Istruzioni:
(a) Nella recensione sull'almanacco di Micromega, quale editore sta per pubblicare Empire in italiano?
(b) Prosegui la recensione sull'almanacco di Micromega partendo dal punto in cui si interrompe.

Testo estratto:
+===+
Variazioni sulla globalizzazione

recensione a:
Filosofia e (critica della) globalizzazione

Almanacco di Micromega, 5/2001

 

In attesa dell'edizione italiana di Empire (tradotto fra pochissimo da Rizzoli) e dei dibattiti che verranno alimentati dal best seller annunciato di Toni Negri, vorrei prendere in considerazione il recente almanacco di filosofia della rivista Micromega, dedicato al tema - quasi scontato - "filosofia e globalizzazione". A dire il vero il titolo è più preciso: "Filosofia e (critica della) globalizzazione", e la parentesi non fa altro che confermare una tendenza dell'intellighenzia italiana nell'affrontare la questione. Della globalizzazione si parla, preferibilmente male, in punta di lingua (o di penna). Mettendola fra parentesi, per non sporcarsi le dita, o sottolineando la necessità di adottare un sovrano distacco critico, come se questo tema dovesse sempre entrare trasversalmente nella riflessione o venire in primo piano solo come nemico da combattere. Un ospite sgradito da mettere al più presto alla porta, ma anche un fantasma da cui non ci si può liberare con troppa fretta. Pena l'inattualità, la rapida obsolescenza, il ritrovarsi fuori dal mondo e fuori dal giro.
+===+
Voci di origine:

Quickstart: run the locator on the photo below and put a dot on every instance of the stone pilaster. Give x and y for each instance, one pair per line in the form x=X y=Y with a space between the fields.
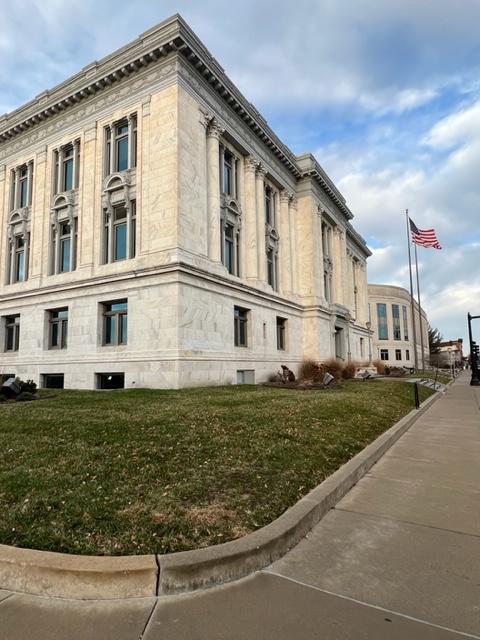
x=250 y=226
x=285 y=250
x=214 y=133
x=339 y=274
x=293 y=215
x=261 y=235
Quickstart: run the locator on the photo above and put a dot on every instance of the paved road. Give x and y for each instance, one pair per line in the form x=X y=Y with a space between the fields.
x=398 y=558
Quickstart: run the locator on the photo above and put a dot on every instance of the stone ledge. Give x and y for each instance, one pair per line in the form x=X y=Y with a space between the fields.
x=105 y=578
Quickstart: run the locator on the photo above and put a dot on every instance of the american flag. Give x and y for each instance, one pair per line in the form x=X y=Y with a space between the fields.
x=424 y=237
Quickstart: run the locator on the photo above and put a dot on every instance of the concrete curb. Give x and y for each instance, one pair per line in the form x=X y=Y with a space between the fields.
x=104 y=578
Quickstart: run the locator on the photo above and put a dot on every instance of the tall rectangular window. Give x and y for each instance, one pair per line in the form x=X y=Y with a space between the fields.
x=281 y=333
x=23 y=195
x=272 y=278
x=63 y=242
x=12 y=333
x=21 y=186
x=405 y=322
x=229 y=174
x=120 y=232
x=58 y=329
x=240 y=326
x=382 y=321
x=66 y=167
x=19 y=258
x=270 y=206
x=121 y=145
x=230 y=231
x=397 y=333
x=115 y=322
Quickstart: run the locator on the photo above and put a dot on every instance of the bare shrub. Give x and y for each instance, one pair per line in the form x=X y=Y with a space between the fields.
x=380 y=366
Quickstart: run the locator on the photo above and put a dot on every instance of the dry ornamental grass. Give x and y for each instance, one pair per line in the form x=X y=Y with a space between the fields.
x=145 y=471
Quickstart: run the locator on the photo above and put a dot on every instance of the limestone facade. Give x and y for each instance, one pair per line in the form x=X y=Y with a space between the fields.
x=395 y=340
x=156 y=233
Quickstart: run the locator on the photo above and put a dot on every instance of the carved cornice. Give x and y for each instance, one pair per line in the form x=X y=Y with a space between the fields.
x=80 y=113
x=170 y=38
x=260 y=172
x=215 y=129
x=251 y=163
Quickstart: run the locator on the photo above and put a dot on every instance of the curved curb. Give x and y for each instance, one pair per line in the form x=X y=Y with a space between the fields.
x=58 y=575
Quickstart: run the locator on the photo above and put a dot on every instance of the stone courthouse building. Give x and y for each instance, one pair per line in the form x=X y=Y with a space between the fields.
x=156 y=233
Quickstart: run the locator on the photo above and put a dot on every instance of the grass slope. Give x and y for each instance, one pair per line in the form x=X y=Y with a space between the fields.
x=148 y=471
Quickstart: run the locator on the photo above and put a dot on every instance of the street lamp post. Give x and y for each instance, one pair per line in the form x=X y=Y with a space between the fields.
x=473 y=352
x=450 y=361
x=348 y=317
x=369 y=326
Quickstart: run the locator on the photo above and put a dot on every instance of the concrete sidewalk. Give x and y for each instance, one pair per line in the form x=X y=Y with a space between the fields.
x=397 y=558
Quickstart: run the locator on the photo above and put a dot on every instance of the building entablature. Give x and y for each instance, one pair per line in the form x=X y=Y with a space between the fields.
x=171 y=37
x=311 y=169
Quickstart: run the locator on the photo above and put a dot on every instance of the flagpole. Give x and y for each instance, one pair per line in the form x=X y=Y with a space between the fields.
x=420 y=312
x=411 y=294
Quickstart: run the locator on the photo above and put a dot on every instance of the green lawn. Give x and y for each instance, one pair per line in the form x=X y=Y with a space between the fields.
x=146 y=471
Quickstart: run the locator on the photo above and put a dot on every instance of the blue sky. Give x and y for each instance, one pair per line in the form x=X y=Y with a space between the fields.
x=385 y=93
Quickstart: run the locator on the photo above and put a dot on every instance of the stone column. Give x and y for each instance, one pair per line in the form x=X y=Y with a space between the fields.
x=214 y=132
x=261 y=236
x=130 y=152
x=250 y=226
x=292 y=214
x=285 y=252
x=16 y=193
x=317 y=253
x=111 y=167
x=339 y=274
x=319 y=249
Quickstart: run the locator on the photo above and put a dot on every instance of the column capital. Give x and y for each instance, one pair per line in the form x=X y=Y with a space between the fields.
x=260 y=172
x=251 y=163
x=214 y=129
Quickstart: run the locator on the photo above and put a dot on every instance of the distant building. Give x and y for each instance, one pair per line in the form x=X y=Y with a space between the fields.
x=156 y=233
x=450 y=355
x=392 y=327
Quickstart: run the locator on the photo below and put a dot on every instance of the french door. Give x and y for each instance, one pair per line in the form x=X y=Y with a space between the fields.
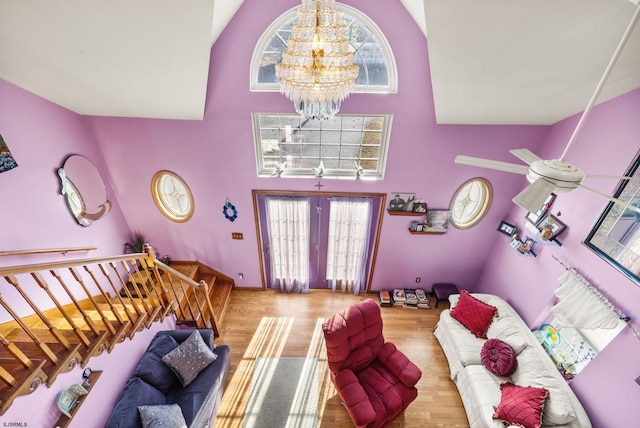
x=334 y=247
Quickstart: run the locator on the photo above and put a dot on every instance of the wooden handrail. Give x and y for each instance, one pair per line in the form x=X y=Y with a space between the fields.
x=62 y=251
x=68 y=263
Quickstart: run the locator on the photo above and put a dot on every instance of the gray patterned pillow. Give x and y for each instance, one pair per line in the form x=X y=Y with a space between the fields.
x=189 y=358
x=168 y=415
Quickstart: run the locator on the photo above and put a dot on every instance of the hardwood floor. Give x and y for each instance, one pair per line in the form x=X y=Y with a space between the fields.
x=270 y=324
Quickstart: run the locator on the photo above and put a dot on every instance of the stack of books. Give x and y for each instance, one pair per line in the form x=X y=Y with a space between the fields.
x=411 y=298
x=423 y=300
x=398 y=296
x=385 y=298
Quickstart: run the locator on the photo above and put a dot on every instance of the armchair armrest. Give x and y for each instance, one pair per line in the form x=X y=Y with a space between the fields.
x=354 y=398
x=398 y=363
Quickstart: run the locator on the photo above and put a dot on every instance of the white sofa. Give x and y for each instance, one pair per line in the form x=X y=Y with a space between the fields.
x=480 y=389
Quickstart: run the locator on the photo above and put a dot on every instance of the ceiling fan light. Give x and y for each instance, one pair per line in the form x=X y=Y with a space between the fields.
x=562 y=174
x=534 y=195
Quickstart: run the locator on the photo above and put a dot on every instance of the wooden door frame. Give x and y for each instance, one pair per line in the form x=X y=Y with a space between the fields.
x=383 y=203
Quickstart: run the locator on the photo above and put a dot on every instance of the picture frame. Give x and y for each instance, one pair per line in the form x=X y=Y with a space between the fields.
x=420 y=207
x=534 y=218
x=506 y=228
x=7 y=160
x=557 y=226
x=437 y=221
x=399 y=201
x=527 y=246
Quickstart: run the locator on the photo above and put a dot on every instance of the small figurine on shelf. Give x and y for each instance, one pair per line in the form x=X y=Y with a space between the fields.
x=85 y=375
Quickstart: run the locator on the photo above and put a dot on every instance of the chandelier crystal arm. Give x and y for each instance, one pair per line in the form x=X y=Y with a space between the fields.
x=317 y=70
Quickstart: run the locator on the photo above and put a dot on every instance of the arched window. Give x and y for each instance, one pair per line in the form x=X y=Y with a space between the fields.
x=371 y=51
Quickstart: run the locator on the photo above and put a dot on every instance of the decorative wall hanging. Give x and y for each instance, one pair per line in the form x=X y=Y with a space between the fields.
x=83 y=189
x=229 y=210
x=7 y=161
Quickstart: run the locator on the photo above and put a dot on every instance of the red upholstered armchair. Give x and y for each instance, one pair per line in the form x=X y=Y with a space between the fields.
x=374 y=379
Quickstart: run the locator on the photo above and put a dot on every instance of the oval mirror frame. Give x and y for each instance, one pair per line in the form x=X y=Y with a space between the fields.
x=471 y=202
x=83 y=190
x=172 y=196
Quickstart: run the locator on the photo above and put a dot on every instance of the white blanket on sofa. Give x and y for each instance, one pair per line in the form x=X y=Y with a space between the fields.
x=480 y=389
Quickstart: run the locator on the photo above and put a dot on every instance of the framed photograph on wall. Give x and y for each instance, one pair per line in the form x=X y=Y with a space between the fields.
x=419 y=207
x=535 y=217
x=506 y=228
x=550 y=226
x=7 y=161
x=401 y=201
x=437 y=221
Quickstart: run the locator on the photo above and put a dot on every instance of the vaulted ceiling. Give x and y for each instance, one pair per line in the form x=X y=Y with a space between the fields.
x=492 y=62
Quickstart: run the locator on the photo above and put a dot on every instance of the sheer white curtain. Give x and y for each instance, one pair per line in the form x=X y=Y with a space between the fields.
x=288 y=226
x=349 y=227
x=582 y=306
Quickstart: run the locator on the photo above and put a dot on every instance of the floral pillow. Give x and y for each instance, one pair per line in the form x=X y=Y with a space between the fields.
x=521 y=406
x=474 y=314
x=189 y=358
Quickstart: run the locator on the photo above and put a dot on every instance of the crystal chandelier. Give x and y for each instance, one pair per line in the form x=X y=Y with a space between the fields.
x=317 y=71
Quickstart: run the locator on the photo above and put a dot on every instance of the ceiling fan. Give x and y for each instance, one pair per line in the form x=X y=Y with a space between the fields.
x=556 y=175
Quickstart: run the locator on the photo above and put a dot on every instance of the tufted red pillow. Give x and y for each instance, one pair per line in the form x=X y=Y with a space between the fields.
x=521 y=405
x=474 y=314
x=499 y=357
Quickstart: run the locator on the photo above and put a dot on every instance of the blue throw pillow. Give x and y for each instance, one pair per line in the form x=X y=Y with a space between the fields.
x=151 y=368
x=136 y=393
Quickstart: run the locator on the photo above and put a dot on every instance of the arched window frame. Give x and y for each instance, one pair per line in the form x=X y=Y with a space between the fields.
x=392 y=72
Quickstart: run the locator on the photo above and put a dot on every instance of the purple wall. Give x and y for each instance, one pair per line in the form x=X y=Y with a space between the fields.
x=606 y=145
x=41 y=136
x=216 y=158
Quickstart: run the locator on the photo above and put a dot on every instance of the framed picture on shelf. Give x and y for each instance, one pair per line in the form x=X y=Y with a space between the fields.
x=550 y=227
x=535 y=217
x=419 y=206
x=506 y=228
x=526 y=246
x=437 y=221
x=401 y=201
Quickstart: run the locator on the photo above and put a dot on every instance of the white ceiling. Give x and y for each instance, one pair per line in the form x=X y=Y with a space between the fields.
x=142 y=58
x=524 y=62
x=492 y=61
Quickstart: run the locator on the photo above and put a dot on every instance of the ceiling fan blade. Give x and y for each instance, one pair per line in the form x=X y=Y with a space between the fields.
x=491 y=164
x=612 y=199
x=525 y=155
x=534 y=196
x=615 y=177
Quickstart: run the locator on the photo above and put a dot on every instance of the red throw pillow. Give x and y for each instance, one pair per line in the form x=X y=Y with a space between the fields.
x=474 y=314
x=521 y=405
x=499 y=357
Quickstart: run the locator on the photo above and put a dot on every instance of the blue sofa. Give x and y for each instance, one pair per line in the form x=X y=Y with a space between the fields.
x=154 y=383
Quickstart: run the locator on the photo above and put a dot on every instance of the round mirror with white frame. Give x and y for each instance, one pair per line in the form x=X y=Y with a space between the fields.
x=83 y=189
x=172 y=196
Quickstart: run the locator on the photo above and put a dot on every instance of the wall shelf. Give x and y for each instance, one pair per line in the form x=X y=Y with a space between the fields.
x=64 y=420
x=413 y=232
x=393 y=212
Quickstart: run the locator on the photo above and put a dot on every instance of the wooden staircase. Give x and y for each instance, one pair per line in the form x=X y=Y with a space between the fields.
x=59 y=315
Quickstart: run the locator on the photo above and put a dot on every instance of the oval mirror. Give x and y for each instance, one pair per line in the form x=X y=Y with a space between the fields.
x=84 y=190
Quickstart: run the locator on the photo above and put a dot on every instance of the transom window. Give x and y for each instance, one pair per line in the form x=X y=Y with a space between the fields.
x=371 y=52
x=347 y=146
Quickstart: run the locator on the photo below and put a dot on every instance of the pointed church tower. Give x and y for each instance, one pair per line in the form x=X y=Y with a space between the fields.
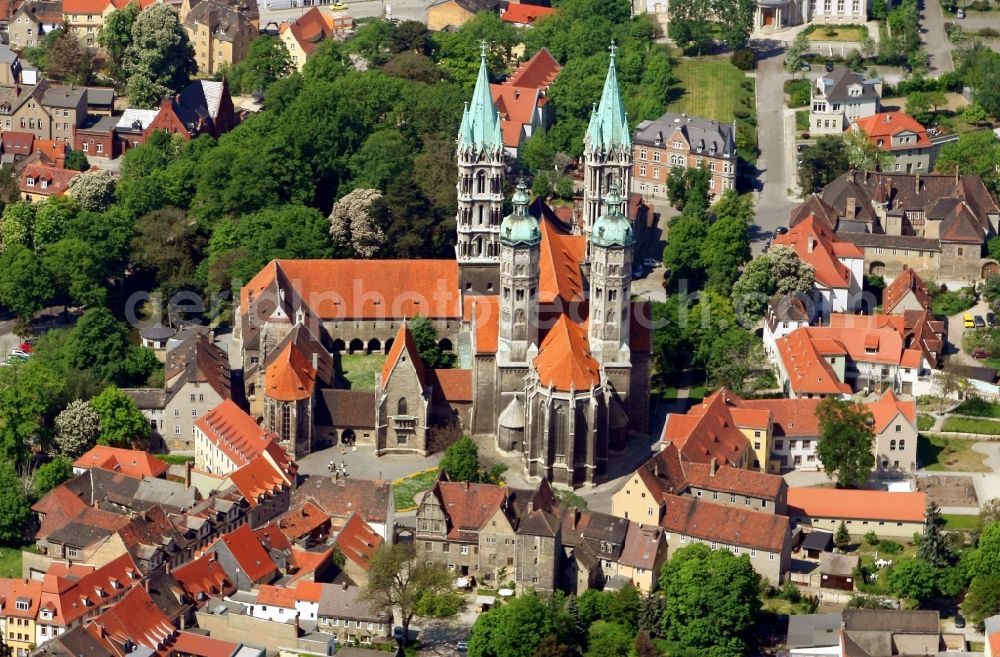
x=611 y=250
x=607 y=150
x=480 y=183
x=519 y=265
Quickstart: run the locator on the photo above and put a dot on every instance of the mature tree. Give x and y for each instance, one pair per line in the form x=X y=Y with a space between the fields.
x=122 y=423
x=842 y=538
x=737 y=23
x=25 y=284
x=690 y=24
x=793 y=54
x=399 y=577
x=15 y=512
x=913 y=578
x=517 y=628
x=983 y=599
x=778 y=272
x=77 y=428
x=976 y=153
x=425 y=338
x=461 y=461
x=712 y=598
x=51 y=474
x=93 y=190
x=935 y=548
x=267 y=61
x=116 y=36
x=608 y=638
x=845 y=440
x=353 y=226
x=160 y=60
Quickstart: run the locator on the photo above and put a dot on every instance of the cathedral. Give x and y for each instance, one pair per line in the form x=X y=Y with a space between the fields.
x=553 y=354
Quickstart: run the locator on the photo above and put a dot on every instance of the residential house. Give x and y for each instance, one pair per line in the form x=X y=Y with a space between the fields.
x=445 y=14
x=38 y=182
x=343 y=497
x=204 y=107
x=934 y=224
x=522 y=99
x=302 y=35
x=32 y=21
x=764 y=537
x=197 y=379
x=644 y=496
x=839 y=264
x=96 y=137
x=129 y=462
x=220 y=32
x=688 y=142
x=840 y=98
x=906 y=293
x=890 y=515
x=520 y=14
x=900 y=136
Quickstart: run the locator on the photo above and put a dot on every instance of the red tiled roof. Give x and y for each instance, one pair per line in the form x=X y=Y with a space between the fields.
x=365 y=289
x=200 y=645
x=249 y=553
x=130 y=462
x=468 y=506
x=564 y=360
x=905 y=283
x=518 y=12
x=707 y=431
x=882 y=127
x=824 y=254
x=203 y=577
x=856 y=504
x=235 y=433
x=357 y=541
x=402 y=345
x=725 y=524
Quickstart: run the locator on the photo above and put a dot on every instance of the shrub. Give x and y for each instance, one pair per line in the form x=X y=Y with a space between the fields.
x=744 y=59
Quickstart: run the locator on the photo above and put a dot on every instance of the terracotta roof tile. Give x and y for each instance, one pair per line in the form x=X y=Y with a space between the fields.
x=856 y=504
x=726 y=525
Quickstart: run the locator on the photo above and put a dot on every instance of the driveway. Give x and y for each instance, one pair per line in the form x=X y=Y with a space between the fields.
x=935 y=40
x=775 y=139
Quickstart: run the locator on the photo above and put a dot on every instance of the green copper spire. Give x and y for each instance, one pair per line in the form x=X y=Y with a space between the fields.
x=519 y=228
x=608 y=122
x=480 y=128
x=612 y=228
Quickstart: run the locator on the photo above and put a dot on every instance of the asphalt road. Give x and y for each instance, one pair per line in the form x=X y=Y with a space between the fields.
x=775 y=162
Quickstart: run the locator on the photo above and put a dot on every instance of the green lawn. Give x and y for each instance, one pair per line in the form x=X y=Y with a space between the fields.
x=358 y=371
x=711 y=88
x=405 y=490
x=970 y=425
x=960 y=521
x=978 y=407
x=941 y=454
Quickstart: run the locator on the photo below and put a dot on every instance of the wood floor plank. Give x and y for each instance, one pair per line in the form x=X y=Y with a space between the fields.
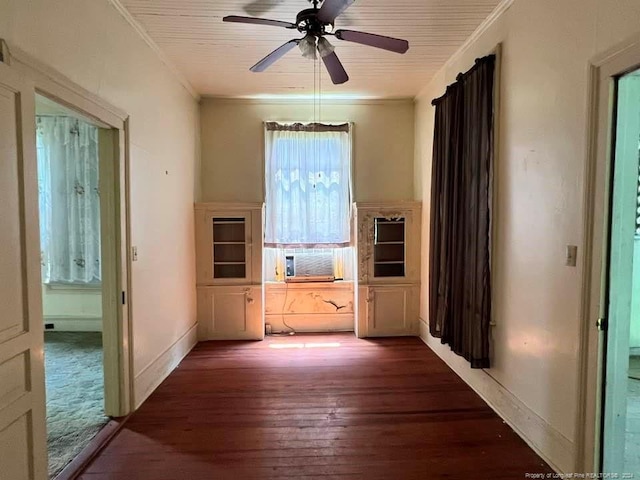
x=314 y=406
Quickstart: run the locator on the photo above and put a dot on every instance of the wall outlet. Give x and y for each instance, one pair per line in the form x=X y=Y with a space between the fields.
x=572 y=255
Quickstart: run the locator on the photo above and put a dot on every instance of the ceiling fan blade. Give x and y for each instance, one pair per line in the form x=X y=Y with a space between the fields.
x=379 y=41
x=274 y=56
x=332 y=8
x=258 y=21
x=336 y=70
x=260 y=7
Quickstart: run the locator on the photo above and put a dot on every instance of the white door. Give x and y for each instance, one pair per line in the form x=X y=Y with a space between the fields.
x=22 y=403
x=621 y=453
x=389 y=311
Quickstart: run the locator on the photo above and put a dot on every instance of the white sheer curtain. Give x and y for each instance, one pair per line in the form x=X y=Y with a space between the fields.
x=69 y=196
x=308 y=185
+===+
Risposte per compito:
(a) Rizzoli.

(b)
Da questo atteggiamento deriva una prima impressione. Quasi tutti gli autori presenti nell'almanacco sono in evidente ritardo: sono stati presi in contropiede e cercano di rincorrere gli eventi. I loro interventi, tutti molto interessanti e ricchi di brillanti chiavi interpretative, non dipingono un quadro del presente, ma appaiono piuttosto come il tentativo di aggiornare un bagaglio concettuale decisamente fuori moda. Insomma, i filosofi vogliono essere up to date, aggiornati, tiratissimi. Vogliono sui loro testi la griffe della globalizzazione, salgono sull'ultimo modello di scooter, preferibilmente con l'optional dell'undici settembre. Infatti non mancano i postscriptum, le appendici, gli aggiornamenti in corsa. Allora il primo consiglio di lettura potrebbe essere questo: leggete l'almanacco e sarete al passo coi tempi. Il vostro cervello, con il prestigioso kit di elaborazione, avrà una marcia in più.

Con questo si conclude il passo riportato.